▸ Tareas pendientes:
1. Enumera, por favor, las fuentes de alimentación que admite la radio según el hilo sobre la radio casete, con su tensión y su frecuencia cuando figure.
2. En el hilo sobre la radio casete, ¿de qué marca y modelo es el aparato?

# Reparación Radio Cassette ochentera..



## farlin (Nov 22, 2016)

¡Hola amigos!
Un gusto saludarlos.
Les quiero contar que encontré tirada en un basurero una linda radio cassette ochentera. Según su dueño estaba inservible, pero en esta vida nada es inservible así que me la regalo y me fui con la convicción que volvería a sonar.
La desarme y revisé, y claro, no daba señales de vida. Seguí sacándole polvo, telarañas, barro, grasa etc.., hasta que SONO!, valió la pena el esfuerzo y haber decidido rescatarla. 
Ahora quiero dejarla funcionando al 100%, pero para eso debo solucionar un  par de cosas que espero me den sus siempre sabios consejos.
Por supuesto, aclaro que soy un aficionado que maneja conceptos básicos de electrónica pero con mucha paciencia 







****   V I D E O  ****





La radio es una Electra modelo Nº 401 
Power consumption:  
9.5 W
AC 120V  60Hz
AC 220V  50Hz
DC 6V

Esto le pasa:


*La radio AM funciona OK*
*Casetera no funciona: correa cortada y ruido de masa al tocar teclas y cabezal.*
*Radio FM funciona, pero suena despacio, el led rojo  FM Stereo no enciende.*

Quedo atento por su ayuda,
Saludos!


----------



## Fogonazo (Nov 22, 2016)

Revisa que la cabeza lecto/grabadora se encuentre correctamente soldada a los cables que le llegan.


----------



## DOSMETROS (Nov 22, 2016)

Sin cassette , tapa abierta , accionas el seguro de grabación a dedo , entonces : Record - Stop - Record - Stop unas 10 veces y vuelve a probar


----------



## Lolo71 (Nov 22, 2016)

Datos almacenados:
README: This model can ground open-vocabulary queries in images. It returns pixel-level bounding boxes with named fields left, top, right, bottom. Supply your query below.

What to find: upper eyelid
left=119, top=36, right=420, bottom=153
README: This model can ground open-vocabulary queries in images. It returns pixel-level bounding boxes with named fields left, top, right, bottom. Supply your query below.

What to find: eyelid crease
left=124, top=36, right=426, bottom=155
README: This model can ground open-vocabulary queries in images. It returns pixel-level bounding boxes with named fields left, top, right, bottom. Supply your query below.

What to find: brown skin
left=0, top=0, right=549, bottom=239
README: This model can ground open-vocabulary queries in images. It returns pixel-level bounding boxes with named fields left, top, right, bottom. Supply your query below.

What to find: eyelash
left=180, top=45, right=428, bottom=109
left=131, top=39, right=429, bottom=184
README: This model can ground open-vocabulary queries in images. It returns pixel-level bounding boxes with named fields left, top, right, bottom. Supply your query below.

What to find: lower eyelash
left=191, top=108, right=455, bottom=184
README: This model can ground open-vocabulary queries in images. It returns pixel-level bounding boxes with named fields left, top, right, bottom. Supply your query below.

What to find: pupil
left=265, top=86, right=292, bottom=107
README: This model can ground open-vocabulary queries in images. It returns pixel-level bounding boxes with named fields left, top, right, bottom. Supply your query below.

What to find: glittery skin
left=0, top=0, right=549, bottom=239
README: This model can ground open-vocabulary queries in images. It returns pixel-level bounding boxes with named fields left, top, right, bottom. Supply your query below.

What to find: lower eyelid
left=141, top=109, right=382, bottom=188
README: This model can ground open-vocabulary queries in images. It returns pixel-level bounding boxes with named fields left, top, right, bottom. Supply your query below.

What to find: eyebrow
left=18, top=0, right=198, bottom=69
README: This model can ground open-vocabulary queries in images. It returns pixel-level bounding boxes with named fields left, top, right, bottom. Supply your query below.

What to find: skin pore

▸ Conjunto de respuestas:
1.
- AC 120V 60Hz
- AC 220V 50Hz
- DC 6V

2. Es una Electra, modelo Nº 401.